Nothing but a number should be given: the count of lines in the data that include the string "exact".

§ Saved entries:
Content starts

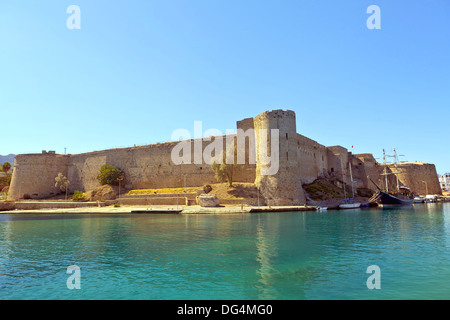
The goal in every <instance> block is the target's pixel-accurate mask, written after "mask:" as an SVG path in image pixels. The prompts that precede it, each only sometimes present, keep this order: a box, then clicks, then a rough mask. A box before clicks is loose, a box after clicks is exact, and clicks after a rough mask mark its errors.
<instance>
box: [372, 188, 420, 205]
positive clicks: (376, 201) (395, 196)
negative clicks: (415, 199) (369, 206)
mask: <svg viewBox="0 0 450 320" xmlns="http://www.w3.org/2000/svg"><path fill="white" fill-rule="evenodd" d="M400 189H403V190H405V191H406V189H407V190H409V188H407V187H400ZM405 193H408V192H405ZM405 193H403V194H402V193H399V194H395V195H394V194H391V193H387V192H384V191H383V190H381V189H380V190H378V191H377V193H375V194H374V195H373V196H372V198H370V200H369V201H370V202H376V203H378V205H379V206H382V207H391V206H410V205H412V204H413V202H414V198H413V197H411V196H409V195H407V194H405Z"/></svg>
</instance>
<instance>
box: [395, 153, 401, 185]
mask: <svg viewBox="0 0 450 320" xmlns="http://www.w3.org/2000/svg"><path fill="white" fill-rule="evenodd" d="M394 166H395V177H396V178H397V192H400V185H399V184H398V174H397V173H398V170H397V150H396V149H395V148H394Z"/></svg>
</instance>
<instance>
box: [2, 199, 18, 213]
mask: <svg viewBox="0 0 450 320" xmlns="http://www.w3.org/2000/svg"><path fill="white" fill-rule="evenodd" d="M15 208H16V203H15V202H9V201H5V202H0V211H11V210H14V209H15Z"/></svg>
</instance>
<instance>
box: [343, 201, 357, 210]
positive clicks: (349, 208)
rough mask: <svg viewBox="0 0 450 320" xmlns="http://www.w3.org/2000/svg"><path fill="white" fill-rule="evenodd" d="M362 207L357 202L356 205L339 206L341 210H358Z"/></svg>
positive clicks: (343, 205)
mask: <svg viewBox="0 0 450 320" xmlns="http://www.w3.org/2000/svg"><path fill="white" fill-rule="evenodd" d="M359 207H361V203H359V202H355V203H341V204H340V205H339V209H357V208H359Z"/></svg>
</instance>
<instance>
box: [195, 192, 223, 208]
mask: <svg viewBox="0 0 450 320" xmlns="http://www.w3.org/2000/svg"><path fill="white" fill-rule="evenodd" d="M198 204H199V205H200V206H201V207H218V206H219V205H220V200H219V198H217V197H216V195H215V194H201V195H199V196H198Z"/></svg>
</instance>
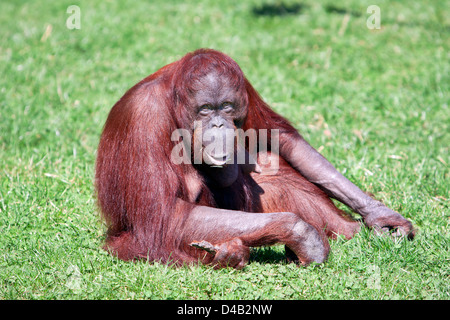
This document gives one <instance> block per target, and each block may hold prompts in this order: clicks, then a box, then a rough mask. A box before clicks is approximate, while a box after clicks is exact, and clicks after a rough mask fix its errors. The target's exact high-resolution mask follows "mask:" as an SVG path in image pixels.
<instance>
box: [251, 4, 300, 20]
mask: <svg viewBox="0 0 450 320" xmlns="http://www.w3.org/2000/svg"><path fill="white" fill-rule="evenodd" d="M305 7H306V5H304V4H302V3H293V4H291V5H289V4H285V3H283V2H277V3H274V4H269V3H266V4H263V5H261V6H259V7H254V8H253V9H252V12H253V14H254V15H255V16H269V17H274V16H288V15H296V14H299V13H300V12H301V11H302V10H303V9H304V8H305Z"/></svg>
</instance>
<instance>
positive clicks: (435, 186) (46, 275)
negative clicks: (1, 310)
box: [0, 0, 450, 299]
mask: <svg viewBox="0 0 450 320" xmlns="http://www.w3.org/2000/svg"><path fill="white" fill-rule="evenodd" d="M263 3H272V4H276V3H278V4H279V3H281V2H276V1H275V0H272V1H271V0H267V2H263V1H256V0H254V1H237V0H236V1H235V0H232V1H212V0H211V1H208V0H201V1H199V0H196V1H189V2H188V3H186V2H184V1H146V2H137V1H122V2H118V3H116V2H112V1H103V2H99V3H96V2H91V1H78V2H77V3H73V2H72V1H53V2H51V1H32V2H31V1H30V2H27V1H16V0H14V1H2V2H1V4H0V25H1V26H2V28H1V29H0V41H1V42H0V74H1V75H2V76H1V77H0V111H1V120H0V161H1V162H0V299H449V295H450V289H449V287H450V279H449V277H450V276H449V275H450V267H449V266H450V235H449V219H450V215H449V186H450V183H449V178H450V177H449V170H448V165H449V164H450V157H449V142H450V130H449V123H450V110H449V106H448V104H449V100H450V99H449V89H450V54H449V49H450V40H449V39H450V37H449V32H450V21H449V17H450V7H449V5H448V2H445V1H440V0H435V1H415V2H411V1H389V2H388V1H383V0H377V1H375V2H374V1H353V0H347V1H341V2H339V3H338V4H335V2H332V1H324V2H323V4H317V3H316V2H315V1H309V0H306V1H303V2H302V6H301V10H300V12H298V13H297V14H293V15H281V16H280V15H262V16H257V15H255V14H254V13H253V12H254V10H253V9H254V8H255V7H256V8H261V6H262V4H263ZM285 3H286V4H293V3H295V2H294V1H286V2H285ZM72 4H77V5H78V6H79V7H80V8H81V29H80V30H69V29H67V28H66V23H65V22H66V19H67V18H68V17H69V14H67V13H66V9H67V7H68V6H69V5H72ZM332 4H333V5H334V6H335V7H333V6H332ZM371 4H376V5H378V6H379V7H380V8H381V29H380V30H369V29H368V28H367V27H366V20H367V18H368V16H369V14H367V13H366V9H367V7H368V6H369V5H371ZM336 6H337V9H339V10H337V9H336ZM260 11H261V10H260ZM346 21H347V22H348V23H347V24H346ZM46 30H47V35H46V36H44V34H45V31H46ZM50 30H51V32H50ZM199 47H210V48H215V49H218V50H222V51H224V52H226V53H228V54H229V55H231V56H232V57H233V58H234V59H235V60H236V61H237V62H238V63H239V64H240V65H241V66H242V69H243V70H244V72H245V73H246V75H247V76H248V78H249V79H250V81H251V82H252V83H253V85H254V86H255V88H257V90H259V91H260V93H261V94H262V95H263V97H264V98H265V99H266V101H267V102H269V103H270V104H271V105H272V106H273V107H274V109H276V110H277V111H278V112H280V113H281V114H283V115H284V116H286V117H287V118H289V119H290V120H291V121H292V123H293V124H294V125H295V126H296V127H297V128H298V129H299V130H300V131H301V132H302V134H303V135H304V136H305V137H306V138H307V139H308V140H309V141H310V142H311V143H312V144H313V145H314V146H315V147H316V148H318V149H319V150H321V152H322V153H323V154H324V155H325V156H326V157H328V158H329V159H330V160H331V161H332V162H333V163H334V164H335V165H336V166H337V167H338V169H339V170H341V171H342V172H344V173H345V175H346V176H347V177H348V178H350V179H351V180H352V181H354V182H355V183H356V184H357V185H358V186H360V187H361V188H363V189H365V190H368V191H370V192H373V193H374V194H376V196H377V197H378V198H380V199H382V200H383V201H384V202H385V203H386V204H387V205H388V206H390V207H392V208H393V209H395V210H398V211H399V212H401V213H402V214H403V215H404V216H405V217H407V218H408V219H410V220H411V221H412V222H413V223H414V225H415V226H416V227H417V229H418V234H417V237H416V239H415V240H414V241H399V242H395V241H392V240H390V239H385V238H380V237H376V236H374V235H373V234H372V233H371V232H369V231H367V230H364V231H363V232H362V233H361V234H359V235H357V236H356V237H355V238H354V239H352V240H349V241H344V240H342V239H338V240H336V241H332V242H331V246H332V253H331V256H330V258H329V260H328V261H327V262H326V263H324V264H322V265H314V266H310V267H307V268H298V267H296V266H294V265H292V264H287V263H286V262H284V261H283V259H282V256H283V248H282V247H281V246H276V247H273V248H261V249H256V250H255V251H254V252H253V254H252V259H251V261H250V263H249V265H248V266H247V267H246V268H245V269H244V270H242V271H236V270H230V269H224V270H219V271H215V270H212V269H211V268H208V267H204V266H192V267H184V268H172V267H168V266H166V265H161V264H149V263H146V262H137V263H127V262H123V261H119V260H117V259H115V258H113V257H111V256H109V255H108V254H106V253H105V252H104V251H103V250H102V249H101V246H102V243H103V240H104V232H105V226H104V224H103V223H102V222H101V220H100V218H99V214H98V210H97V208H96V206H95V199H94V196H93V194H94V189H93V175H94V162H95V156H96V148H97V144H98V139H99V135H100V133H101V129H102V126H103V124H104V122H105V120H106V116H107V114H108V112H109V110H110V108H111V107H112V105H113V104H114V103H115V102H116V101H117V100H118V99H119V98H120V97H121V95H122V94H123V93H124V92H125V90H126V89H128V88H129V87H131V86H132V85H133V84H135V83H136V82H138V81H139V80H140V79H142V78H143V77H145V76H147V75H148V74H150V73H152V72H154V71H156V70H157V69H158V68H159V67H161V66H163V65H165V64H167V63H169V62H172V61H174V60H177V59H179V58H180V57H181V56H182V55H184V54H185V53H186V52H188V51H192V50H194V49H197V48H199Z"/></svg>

Content ends

§ Task solution: 2